* _Tasks to complete_
1. According to the Obamacare article, what position does Bob Doherty hold?
2. Reproduce a passage of the Obamacare article verbatim, starting at the words "Now, they are citing the" and ending after the words "with Obamacare itself.".
3. For each statement, say whether it agrees with the Obamacare article, and quote the words that decide it.
(a) Cancellation notices have gone out to hundreds of thousands of policyholders.
(b) The technical problems with the enrollment portal are evidence of an inherent problem with Obamacare.
(c) An end to annual and lifetime limits on coverage is among the changes created by Obamacare.

* _Reading text_
^^^^^^^^^^^^^^^^

EDITOR’S NOTE: Confused about the whole “if you like your plan, you can keep it” controversy around the ACA?  To understand what is evolving with the progressive roll out of the many complex provisions of the ACA it’s imperative to keep an open mind, seek information from reliable sources, but realize and take into consideration that almost everyone sharing their knowledge does so from a personal perspective on this incredibly controversial law.  

A comprehensive, factual Q & A on why insurers cancel policies and what you can do when it happens was posted on earlier this week.

In the article excerpted below, the American College of Physicians’ Senior Vice President of Governmental Affairs and Public Policy, Bob Doherty, addresses the President’s specious guarantee and explains why it was misleading for the Obama administration to say that. However, clearly an advocate of the ACA, Doherty asserts that mandated “essential policy benefits” are the lynchpin for Obamacare success and focuses on the question: “Canceled policies, or better policies?” 

ADVOCACYBLOG.ACPONLINE.ORG — First, critics of Obamacare cited the troubled launch of the  Obamacare enrollment site to make the case that the law is a “train wreck.” 

Now, they are citing the health insurance cancellation notices that have gone out to hundreds of thousands of policyholders.   

But these are two very different things.  The technical problems with the enrollment portal are not evidence of any inherent problem with Obamacare itself.

Quite the contrary: the subsidies to help people afford coverage, the ability for consumers to shop and compare health plans in a competitive marketplace, the bans on insurance companies excluding people with pre-existing conditions or charging them more, an end to annual and lifetime limits on coverage, and the requirement that all plans offer “essential” benefits—all of these, and more, are necessary and desirable changes created by Obamacare.

The problem with the website is that people have not yet been able to fully avail themselves of these benefits—yet.

^^^^^^^^^^^^^^^^

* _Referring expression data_
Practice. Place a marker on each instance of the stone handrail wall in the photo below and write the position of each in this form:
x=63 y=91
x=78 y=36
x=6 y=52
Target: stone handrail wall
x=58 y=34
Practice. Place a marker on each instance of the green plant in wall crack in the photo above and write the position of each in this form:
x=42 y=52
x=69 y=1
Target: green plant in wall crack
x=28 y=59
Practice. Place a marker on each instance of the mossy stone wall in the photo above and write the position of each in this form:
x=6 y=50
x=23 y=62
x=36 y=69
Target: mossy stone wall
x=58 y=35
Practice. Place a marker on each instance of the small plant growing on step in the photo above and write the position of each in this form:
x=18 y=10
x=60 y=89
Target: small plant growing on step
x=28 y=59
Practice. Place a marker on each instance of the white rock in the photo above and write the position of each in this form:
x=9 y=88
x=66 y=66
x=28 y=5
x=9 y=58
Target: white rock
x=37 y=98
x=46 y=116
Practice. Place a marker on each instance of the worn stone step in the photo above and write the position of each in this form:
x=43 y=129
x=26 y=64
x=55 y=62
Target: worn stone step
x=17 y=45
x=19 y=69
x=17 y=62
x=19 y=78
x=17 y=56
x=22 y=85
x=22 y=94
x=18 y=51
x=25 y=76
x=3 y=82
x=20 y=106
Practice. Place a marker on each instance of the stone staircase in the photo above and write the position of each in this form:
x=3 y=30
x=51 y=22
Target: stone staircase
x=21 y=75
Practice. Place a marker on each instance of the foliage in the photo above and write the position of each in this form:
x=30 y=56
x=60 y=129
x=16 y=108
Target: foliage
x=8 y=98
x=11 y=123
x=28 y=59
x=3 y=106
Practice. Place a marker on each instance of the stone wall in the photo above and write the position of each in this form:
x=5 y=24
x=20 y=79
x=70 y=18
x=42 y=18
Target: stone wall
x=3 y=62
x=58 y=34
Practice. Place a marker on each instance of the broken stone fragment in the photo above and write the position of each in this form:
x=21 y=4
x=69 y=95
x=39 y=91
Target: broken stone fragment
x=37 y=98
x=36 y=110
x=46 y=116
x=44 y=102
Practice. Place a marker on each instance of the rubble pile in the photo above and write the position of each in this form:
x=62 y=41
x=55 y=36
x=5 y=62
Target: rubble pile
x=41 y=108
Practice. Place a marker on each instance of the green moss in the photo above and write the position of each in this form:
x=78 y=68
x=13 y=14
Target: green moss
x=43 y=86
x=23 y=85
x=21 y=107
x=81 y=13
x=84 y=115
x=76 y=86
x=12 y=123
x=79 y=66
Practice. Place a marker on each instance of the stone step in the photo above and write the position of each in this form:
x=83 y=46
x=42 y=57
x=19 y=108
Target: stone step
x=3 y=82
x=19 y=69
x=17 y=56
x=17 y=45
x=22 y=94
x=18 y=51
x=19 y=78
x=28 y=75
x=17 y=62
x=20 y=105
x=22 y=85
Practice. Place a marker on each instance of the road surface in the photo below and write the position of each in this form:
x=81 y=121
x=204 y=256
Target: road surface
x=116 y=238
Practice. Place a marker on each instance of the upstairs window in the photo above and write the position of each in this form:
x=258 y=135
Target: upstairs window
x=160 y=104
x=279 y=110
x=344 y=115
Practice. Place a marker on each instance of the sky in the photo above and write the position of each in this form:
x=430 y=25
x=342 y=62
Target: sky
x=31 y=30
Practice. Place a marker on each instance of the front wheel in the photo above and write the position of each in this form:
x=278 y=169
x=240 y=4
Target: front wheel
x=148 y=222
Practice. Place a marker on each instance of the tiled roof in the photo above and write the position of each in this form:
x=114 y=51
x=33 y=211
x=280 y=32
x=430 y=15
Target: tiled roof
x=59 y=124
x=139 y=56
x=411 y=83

^^^^^^^^^^^^^^^^

* _Activity answers_
1. He is the American College of Physicians' Senior Vice President of Governmental Affairs and Public Policy.

2.
Now, they are citing the health insurance cancellation notices that have gone out to hundreds of thousands of policyholders.   

But these are two very different things.  The technical problems with the enrollment portal are not evidence of any inherent problem with Obamacare itself.

3.
(a) Yes: "the health insurance cancellation notices that have gone out to hundreds of thousands of policyholders"
(b) No: "The technical problems with the enrollment portal are not evidence of any inherent problem with Obamacare itself."
(c) Yes: "an end to annual and lifetime limits on coverage"